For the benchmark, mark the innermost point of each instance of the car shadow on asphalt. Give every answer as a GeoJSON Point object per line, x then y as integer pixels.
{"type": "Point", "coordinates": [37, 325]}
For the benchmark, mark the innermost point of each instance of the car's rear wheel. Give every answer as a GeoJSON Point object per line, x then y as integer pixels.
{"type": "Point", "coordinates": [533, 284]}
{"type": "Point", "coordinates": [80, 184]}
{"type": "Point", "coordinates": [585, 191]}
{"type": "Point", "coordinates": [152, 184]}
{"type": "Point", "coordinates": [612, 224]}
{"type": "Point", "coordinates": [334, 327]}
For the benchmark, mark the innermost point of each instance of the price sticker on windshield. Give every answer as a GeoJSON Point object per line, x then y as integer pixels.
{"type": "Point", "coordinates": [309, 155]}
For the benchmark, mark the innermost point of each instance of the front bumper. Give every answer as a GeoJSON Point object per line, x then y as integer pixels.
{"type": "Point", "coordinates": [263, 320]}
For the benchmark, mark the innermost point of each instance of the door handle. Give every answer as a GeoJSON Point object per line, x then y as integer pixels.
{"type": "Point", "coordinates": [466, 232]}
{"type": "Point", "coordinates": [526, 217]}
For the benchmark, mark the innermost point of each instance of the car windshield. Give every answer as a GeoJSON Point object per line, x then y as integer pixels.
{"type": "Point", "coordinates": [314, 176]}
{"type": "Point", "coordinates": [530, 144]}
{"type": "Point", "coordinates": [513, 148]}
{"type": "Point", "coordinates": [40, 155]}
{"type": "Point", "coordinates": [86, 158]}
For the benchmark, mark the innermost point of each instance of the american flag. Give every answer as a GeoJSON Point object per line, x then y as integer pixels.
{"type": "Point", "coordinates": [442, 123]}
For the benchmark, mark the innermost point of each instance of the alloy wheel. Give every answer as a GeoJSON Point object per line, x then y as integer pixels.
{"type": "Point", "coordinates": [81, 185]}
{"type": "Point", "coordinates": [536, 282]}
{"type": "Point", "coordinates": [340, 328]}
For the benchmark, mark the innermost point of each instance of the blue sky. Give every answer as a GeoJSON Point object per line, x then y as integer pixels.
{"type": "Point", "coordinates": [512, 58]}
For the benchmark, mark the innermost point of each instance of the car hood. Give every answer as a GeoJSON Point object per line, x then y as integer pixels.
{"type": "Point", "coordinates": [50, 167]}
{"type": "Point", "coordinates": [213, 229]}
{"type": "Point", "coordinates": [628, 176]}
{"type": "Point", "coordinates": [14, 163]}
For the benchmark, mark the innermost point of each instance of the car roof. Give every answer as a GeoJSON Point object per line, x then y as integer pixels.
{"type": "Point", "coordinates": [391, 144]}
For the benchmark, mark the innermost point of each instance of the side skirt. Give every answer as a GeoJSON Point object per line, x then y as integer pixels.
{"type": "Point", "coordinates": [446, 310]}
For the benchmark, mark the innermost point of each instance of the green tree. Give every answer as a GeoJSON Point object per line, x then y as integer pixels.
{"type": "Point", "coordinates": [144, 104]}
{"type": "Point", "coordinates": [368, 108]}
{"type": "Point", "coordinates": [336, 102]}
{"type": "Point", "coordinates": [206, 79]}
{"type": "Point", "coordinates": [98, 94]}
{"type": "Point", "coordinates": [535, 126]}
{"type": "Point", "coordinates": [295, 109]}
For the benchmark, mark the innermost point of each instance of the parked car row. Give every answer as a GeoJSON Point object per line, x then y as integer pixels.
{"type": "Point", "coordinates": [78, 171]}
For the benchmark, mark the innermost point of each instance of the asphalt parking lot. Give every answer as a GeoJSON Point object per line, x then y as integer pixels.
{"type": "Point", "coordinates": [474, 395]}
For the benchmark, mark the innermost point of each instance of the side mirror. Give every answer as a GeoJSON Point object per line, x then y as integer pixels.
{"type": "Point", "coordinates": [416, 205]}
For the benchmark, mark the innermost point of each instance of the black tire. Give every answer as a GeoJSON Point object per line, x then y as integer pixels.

—————

Output every record above exactly as it appears.

For the benchmark, mark the innermost point of each instance of the car shadow on asphalt. Give every answer as a GeoJSON Point object per line, x then y as integer pixels.
{"type": "Point", "coordinates": [37, 325]}
For the benchmark, mark the innermost point of each instance of the car's rear wheel. Give every answer as a GeoJSON Point object per line, x then y as integer pixels.
{"type": "Point", "coordinates": [533, 284]}
{"type": "Point", "coordinates": [80, 184]}
{"type": "Point", "coordinates": [585, 191]}
{"type": "Point", "coordinates": [152, 184]}
{"type": "Point", "coordinates": [612, 224]}
{"type": "Point", "coordinates": [334, 327]}
For the benchmark, mark the innermost point of each instance of the price sticker on windshield. Give every answer as a GeoJSON Point object per line, x then y as integer pixels.
{"type": "Point", "coordinates": [309, 155]}
For the benchmark, mark the innermost point of each instance of the front bumper. Give every answer as a GeoJSON Point object per line, x then y as integer pixels.
{"type": "Point", "coordinates": [263, 320]}
For the benchmark, mark the innermost point of each instance of the door handle. Give every answer as a GeoJSON Point object per line, x then y as integer pixels.
{"type": "Point", "coordinates": [466, 232]}
{"type": "Point", "coordinates": [526, 217]}
For the benchmark, mark the innermost point of each instance of the car windshield. Give every answer as a GeoJSON Point object per line, x then y as integer pixels.
{"type": "Point", "coordinates": [314, 176]}
{"type": "Point", "coordinates": [530, 144]}
{"type": "Point", "coordinates": [513, 148]}
{"type": "Point", "coordinates": [40, 155]}
{"type": "Point", "coordinates": [86, 158]}
For the benchmark, mark the innermost point of each instance of the american flag. Give every answer as a GeoJSON Point object per line, x then y as integer pixels.
{"type": "Point", "coordinates": [442, 123]}
For the benchmark, mark the innermost point of each instance of the alloy wheel. Give every answer as a GeoJSON Point object per line, x then y as integer pixels.
{"type": "Point", "coordinates": [81, 185]}
{"type": "Point", "coordinates": [536, 282]}
{"type": "Point", "coordinates": [340, 328]}
For the benchmark, mark the innermost point of each instance of the blue sky. Give every answer as a GeoJSON Point object per line, x then y as integer pixels.
{"type": "Point", "coordinates": [512, 58]}
For the benchmark, mark the innermost point of each instance of the car hood. Give every answer as a GeoJSON Point object per line, x then y as integer pixels.
{"type": "Point", "coordinates": [50, 167]}
{"type": "Point", "coordinates": [213, 229]}
{"type": "Point", "coordinates": [628, 176]}
{"type": "Point", "coordinates": [14, 163]}
For the benchmark, mark the innermost point of each instance of the car roof. Give every answer as a GeoJSON Point object per line, x then y as integer pixels.
{"type": "Point", "coordinates": [391, 144]}
For the benchmark, mark the innermost point of each instance of the side skirt. Give every answer as a GeoJSON Point object per line, x then y as integer pixels.
{"type": "Point", "coordinates": [446, 310]}
For the benchmark, mark the innermost point of each instance of the green tree. Give every answer as a GeoJSON Point object per line, x then y as integer pixels.
{"type": "Point", "coordinates": [144, 104]}
{"type": "Point", "coordinates": [368, 108]}
{"type": "Point", "coordinates": [336, 102]}
{"type": "Point", "coordinates": [206, 79]}
{"type": "Point", "coordinates": [98, 94]}
{"type": "Point", "coordinates": [535, 126]}
{"type": "Point", "coordinates": [295, 109]}
For the benchmark, mark the innermost point of each instance of the parked car row. Give every answer as a GeoJSON Point object per line, x then y as integer pixels.
{"type": "Point", "coordinates": [78, 171]}
For the benchmark, mark the innermost point of each instance of the asphalt parking lot. Give every answer as a GeoJSON Point object per line, x then y as integer pixels.
{"type": "Point", "coordinates": [474, 395]}
For the benchmark, mark the innermost point of each instance of the side mirror. Give every answer as a GeoJSON Point object per line, x then y as integer pixels.
{"type": "Point", "coordinates": [416, 205]}
For the benchmark, mark the innermost point of each instance of the black tire. Give every answer as a GeoJSON Point object per line, x then y as integer pixels.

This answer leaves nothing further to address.